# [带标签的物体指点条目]
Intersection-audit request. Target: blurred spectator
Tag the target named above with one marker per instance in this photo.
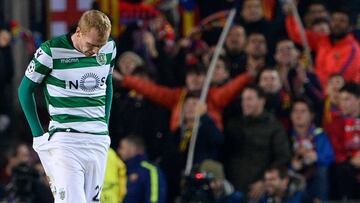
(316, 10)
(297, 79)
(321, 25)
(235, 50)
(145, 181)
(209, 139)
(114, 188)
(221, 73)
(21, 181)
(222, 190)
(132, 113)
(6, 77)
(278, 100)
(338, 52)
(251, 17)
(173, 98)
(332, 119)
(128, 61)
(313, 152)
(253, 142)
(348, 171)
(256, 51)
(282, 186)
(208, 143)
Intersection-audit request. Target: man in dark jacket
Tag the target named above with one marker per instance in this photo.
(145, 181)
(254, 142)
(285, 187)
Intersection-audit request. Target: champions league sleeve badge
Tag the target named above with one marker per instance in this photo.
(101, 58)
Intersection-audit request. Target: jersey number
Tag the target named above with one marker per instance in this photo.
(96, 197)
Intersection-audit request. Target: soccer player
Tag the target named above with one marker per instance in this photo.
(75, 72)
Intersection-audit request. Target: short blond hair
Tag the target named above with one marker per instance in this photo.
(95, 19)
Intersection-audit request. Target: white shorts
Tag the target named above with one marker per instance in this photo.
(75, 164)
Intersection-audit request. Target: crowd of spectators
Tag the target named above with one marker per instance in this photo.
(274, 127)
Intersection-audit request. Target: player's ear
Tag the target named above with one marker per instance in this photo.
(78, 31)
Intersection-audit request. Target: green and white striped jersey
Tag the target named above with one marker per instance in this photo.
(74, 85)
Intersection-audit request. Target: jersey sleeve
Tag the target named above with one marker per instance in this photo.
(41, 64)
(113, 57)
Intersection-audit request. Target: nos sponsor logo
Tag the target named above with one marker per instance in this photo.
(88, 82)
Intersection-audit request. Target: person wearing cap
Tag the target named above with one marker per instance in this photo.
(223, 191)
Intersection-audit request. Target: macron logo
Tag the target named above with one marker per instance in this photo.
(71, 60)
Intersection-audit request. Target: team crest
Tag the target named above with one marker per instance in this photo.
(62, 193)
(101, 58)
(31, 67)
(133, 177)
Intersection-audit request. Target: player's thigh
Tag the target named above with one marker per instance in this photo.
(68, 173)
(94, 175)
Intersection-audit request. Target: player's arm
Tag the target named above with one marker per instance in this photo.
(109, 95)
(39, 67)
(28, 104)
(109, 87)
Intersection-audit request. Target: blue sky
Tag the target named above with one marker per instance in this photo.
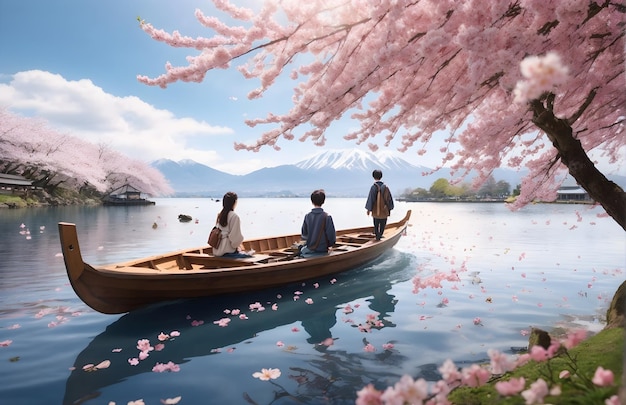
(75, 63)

--

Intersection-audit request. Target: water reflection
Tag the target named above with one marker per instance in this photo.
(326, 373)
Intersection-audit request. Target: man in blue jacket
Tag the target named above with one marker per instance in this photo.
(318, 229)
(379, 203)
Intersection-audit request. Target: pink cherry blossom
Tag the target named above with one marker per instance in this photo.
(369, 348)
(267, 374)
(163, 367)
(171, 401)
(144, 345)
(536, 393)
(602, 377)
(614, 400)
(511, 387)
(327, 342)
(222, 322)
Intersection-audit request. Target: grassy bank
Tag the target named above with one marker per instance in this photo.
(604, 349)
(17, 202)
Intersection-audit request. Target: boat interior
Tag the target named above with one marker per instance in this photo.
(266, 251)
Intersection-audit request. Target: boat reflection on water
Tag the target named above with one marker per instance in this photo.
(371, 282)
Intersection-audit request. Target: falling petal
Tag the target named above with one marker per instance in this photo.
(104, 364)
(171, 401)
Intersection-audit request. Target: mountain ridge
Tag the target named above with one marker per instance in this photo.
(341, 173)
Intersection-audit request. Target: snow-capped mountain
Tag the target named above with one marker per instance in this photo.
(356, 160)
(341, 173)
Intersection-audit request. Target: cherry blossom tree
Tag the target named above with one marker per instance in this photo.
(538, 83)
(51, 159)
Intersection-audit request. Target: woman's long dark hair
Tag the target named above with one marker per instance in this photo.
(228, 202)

# [练习题目]
把数据里含有“blossom”这个词的行全部挑出来，一行不落地抄下。大小写要完全一致才算数。

# [结果如下]
Intersection-audit request. Target: pink cherry blossom
Intersection-audit request. Target: cherry blossom tree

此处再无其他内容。